--- begin Task material ---

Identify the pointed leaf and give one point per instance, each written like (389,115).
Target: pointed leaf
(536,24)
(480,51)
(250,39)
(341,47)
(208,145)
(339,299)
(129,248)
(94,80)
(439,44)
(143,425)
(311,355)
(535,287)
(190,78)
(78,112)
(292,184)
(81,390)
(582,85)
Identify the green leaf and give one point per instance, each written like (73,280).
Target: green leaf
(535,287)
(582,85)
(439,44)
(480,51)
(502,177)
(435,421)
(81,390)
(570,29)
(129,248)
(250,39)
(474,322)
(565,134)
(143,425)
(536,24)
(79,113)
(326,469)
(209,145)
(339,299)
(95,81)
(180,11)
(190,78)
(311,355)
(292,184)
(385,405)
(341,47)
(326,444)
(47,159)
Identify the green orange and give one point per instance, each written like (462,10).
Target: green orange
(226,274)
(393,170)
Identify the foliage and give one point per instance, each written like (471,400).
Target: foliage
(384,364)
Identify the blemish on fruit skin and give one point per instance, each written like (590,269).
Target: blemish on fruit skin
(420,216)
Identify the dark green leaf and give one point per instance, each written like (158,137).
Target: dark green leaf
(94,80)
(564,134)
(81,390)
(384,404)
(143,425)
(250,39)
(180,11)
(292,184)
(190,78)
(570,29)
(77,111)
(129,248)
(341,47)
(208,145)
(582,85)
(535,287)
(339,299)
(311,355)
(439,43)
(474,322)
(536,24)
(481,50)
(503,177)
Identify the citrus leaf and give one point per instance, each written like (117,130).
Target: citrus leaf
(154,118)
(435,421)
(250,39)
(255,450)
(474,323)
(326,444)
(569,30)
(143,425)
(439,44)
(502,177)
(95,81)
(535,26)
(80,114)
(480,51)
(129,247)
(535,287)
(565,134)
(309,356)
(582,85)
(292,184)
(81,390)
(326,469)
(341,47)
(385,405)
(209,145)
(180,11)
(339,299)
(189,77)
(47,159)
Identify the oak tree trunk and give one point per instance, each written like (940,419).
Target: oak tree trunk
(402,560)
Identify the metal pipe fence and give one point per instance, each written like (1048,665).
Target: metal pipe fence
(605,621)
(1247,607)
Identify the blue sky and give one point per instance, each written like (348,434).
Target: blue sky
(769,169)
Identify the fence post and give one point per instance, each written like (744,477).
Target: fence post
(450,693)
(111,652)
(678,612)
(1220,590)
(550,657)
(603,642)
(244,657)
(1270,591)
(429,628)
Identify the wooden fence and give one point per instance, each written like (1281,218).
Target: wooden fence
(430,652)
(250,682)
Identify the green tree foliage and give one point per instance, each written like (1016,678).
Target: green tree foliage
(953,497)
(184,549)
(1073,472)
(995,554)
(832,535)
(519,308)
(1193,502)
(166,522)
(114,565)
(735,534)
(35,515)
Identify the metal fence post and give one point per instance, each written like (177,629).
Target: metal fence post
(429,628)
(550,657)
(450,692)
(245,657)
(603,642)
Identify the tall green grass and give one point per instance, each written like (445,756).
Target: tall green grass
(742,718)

--- end Task material ---

What needs to be done
Rewrite all the items above with "Locate" substituted for every "Identify", leaving everything else unchanged.

The answer
Locate the pointed leaf and give one point per instance, each written like (389,115).
Target: pointed leaf
(536,24)
(480,51)
(250,39)
(341,47)
(208,145)
(339,299)
(129,248)
(94,80)
(439,44)
(143,425)
(311,355)
(535,287)
(190,78)
(78,112)
(292,184)
(81,390)
(582,85)
Locate the green leaf and give one point per instance, each written like (73,280).
Target: green leaf
(535,287)
(582,85)
(439,44)
(480,51)
(502,177)
(435,421)
(81,390)
(570,29)
(129,248)
(250,39)
(474,322)
(565,134)
(143,425)
(536,24)
(79,113)
(326,469)
(209,145)
(339,299)
(95,81)
(180,11)
(190,78)
(311,355)
(292,184)
(385,405)
(341,47)
(326,444)
(47,159)
Locate the green orange and give one point per instance, each written like (462,10).
Target: green orange
(226,274)
(393,170)
Locate the foliage and give one point per instance, each written like (471,400).
Target: foliage
(384,364)
Locate the blemish on fruit skin and give one point per instance, each written like (590,269).
Target: blemish on fruit skin
(420,216)
Locate the dark green leaf and give one point per instance, each written like (158,137).
Target: dark green leaf
(94,80)
(564,134)
(81,390)
(384,404)
(143,425)
(250,39)
(180,11)
(292,184)
(190,78)
(570,29)
(77,111)
(129,248)
(341,47)
(208,145)
(582,85)
(535,287)
(339,299)
(311,355)
(439,43)
(474,322)
(536,24)
(481,50)
(503,177)
Locate the citrus leaf and give one point per instance, each written like (117,130).
Target: citrus leaf
(154,118)
(435,421)
(250,39)
(255,450)
(474,323)
(326,444)
(569,30)
(143,425)
(439,44)
(502,177)
(95,81)
(535,26)
(80,114)
(480,51)
(129,247)
(535,287)
(565,134)
(309,356)
(582,85)
(292,184)
(81,390)
(326,469)
(341,47)
(385,405)
(209,145)
(180,11)
(339,299)
(189,77)
(47,159)
Locate the oak tree trunk and give one point per instance, each written like (940,419).
Target: oak tree trunk
(402,560)
Locate the metal pipe fence and give one point per instance, each written like (1048,665).
Target: metal pipe fence
(605,621)
(1247,607)
Locate the blue sky and give one point per instance, each written like (348,434).
Target: blue sky
(769,169)
Locate the fence post and give one point per instance, each written like (744,477).
Target: fence post
(450,693)
(111,652)
(678,612)
(1220,590)
(550,657)
(603,642)
(244,657)
(1270,591)
(429,628)
Locate the wooden fence and give one point per instance, each written like (1281,218).
Target: wooden fence
(430,652)
(250,682)
Locate the green tree foliage and give one point per instance, each written like (1016,678).
Target: green tree foliage
(953,497)
(184,549)
(1073,472)
(995,554)
(832,535)
(519,308)
(1193,502)
(166,522)
(114,565)
(735,534)
(35,515)
Locate the metal fence post and give one point per instance, each written like (177,629).
Target: metal fence post
(429,628)
(550,657)
(450,692)
(245,657)
(603,642)
Locate the tall green grass and give one point per instance, each written like (445,756).
Target: tall green grass
(742,718)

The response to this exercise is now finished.